[start Given entries]

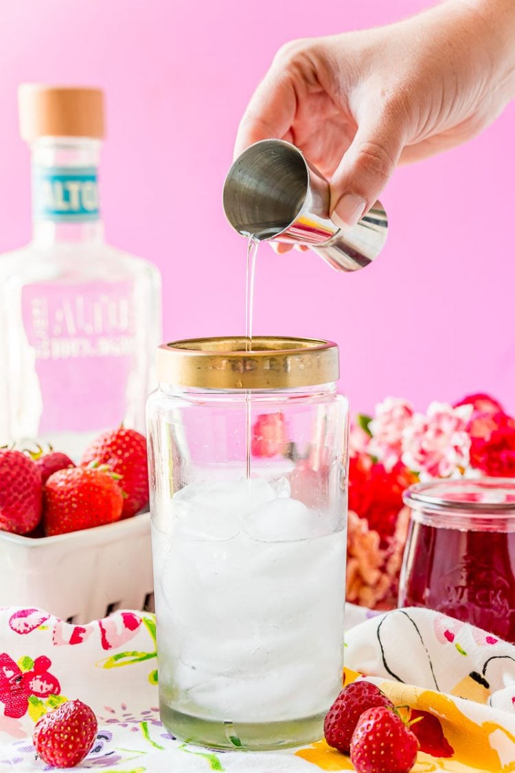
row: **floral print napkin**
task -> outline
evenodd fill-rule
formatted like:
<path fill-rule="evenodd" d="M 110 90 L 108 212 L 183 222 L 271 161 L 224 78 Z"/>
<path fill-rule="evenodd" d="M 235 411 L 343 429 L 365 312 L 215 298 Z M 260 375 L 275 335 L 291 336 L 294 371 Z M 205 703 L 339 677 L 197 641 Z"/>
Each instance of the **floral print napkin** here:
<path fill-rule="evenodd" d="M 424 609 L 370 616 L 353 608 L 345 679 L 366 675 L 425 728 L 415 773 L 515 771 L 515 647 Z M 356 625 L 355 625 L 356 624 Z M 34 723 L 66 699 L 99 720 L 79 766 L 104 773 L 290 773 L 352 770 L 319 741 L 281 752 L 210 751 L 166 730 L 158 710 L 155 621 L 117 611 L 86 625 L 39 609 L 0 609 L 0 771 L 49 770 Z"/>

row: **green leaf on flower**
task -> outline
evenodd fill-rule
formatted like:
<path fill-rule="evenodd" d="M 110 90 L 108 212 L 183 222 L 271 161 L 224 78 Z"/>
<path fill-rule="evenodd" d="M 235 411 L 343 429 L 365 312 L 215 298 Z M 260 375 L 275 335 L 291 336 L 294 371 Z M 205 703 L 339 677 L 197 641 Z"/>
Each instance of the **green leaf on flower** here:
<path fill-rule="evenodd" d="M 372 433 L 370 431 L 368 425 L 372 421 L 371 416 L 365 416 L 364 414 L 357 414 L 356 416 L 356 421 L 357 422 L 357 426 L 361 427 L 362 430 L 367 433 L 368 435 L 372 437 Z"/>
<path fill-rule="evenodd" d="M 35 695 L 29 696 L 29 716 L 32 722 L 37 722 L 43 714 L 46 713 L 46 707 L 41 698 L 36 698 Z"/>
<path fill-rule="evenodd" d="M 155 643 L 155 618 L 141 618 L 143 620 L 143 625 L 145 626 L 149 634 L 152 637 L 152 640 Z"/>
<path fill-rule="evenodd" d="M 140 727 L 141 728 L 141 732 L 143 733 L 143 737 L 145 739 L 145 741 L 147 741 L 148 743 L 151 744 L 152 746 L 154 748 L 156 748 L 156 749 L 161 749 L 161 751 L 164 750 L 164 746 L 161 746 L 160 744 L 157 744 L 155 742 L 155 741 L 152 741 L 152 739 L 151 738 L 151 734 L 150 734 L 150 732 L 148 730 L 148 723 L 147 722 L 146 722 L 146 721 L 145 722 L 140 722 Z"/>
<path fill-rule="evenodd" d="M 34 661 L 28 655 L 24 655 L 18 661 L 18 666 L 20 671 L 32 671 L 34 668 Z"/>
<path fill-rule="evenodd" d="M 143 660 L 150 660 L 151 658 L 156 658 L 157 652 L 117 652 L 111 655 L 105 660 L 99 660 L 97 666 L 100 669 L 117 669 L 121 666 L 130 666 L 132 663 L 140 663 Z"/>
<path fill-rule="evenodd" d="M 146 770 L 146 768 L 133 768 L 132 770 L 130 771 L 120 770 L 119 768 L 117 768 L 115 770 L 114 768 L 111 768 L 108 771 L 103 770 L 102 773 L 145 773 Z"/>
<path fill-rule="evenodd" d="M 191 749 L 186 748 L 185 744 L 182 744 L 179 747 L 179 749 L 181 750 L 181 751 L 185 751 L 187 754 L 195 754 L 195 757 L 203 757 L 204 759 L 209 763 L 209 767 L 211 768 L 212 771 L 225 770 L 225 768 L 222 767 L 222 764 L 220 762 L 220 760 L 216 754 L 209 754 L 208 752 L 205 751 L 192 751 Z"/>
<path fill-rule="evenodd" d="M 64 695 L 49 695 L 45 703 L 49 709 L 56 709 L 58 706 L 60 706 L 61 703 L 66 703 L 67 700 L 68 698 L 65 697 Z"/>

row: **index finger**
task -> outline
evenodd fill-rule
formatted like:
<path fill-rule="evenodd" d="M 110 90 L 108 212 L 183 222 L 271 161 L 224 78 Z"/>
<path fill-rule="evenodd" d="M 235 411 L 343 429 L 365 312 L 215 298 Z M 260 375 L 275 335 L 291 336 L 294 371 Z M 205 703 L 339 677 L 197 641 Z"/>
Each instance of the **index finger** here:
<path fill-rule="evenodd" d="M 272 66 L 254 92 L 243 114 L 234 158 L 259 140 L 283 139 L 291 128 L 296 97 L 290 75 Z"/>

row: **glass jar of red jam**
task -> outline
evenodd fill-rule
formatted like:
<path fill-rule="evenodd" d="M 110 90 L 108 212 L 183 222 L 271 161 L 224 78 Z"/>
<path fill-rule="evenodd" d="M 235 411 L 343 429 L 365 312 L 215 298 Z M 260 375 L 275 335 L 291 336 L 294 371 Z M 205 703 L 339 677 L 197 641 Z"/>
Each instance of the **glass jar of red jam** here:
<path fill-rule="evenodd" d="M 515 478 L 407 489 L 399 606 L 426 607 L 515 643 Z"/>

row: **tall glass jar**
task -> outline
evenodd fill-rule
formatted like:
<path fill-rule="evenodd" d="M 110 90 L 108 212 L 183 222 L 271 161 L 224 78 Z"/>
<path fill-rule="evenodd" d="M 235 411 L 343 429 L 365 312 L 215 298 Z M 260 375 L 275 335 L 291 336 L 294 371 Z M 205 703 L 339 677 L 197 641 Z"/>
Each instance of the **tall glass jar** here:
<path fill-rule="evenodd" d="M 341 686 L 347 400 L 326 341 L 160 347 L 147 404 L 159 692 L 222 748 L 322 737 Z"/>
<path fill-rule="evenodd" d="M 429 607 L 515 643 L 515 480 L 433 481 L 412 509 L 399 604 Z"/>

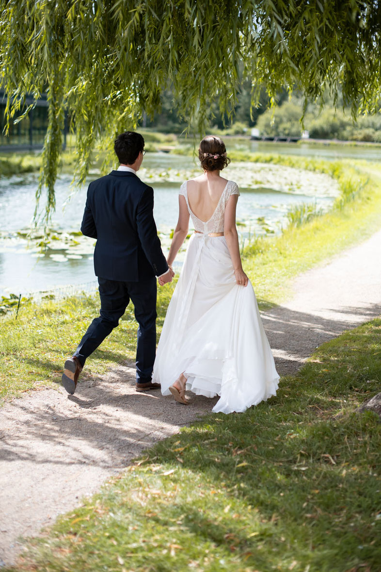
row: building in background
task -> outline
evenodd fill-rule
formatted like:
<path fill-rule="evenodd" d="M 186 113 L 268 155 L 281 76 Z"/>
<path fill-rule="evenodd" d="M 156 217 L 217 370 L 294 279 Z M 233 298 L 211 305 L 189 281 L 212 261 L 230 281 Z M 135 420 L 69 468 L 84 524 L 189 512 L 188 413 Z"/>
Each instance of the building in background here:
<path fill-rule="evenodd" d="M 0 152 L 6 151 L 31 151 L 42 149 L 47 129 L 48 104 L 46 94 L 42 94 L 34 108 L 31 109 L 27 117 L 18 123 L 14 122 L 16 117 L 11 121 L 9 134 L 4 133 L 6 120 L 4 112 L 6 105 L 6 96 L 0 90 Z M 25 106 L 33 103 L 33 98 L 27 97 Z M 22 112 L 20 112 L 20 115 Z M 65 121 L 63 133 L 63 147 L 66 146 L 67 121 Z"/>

[end Given entries]
[start Given entries]

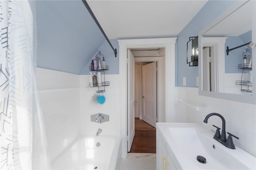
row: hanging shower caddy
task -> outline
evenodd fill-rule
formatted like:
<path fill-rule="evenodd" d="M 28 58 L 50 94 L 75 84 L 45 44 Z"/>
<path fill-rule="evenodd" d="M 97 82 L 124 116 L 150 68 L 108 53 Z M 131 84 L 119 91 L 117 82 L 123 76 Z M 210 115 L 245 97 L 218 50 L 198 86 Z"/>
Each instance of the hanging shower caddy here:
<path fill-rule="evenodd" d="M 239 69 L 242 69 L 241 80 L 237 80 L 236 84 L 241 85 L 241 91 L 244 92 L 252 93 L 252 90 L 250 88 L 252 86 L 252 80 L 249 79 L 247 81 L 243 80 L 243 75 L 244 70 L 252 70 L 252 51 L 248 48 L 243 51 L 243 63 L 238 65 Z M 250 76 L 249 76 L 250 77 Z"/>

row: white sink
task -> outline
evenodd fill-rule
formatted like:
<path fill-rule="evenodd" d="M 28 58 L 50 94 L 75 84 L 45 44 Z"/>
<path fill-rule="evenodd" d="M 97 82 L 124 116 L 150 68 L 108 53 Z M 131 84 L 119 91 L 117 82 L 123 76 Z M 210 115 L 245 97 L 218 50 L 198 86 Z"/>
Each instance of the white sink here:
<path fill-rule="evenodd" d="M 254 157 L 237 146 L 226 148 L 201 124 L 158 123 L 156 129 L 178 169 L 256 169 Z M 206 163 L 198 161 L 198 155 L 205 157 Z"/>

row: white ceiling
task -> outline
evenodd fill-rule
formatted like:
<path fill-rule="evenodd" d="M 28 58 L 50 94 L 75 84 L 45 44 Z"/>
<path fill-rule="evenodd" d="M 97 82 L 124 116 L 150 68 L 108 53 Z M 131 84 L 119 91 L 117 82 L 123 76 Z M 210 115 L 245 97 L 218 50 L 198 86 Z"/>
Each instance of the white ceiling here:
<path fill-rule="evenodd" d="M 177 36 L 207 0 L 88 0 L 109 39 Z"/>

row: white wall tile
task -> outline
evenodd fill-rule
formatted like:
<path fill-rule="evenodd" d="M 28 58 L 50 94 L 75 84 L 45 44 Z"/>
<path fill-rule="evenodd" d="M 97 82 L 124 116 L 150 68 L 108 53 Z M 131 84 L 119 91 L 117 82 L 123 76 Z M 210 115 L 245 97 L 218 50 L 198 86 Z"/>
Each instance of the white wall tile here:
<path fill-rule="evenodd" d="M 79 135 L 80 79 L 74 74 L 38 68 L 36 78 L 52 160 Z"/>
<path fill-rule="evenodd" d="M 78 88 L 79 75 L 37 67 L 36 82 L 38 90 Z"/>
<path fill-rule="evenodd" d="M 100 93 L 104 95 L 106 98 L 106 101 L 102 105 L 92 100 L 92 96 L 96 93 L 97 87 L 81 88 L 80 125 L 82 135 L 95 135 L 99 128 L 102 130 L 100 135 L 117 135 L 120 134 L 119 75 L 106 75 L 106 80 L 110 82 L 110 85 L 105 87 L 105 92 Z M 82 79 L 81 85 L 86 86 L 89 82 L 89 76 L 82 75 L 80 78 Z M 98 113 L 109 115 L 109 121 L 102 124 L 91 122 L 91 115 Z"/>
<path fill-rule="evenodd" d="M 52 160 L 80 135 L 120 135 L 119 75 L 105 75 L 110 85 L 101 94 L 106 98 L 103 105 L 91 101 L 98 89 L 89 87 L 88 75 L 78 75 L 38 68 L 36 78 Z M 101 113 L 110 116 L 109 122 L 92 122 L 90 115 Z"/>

[end Given entries]

Task requirements> Convert the data starting with the line with "row: **tall glass jar**" and going on through the line with "429 607 L 515" into a two-column CSV with the headers instruction and outline. Make one row per item, putting its text in instruction and its answer in outline, each as a single quoted field with line breaks replaced by spaces.

Written answer>
instruction,outline
"row: **tall glass jar** task -> outline evenodd fill-rule formatted like: <path fill-rule=""evenodd"" d=""M 110 90 L 108 212 L 183 222 L 271 161 L 224 78 Z""/> <path fill-rule=""evenodd"" d=""M 235 411 L 343 429 L 365 312 L 215 298 Z M 260 375 L 275 335 L 291 336 L 294 371 Z M 205 703 L 339 677 L 197 641 Z""/> Each instance of the **tall glass jar** here:","<path fill-rule=""evenodd"" d=""M 341 686 L 347 400 L 326 341 L 160 347 L 147 404 L 159 692 L 222 748 L 322 737 Z""/> <path fill-rule=""evenodd"" d=""M 429 607 L 515 643 L 515 480 L 433 481 L 412 509 L 399 604 Z""/>"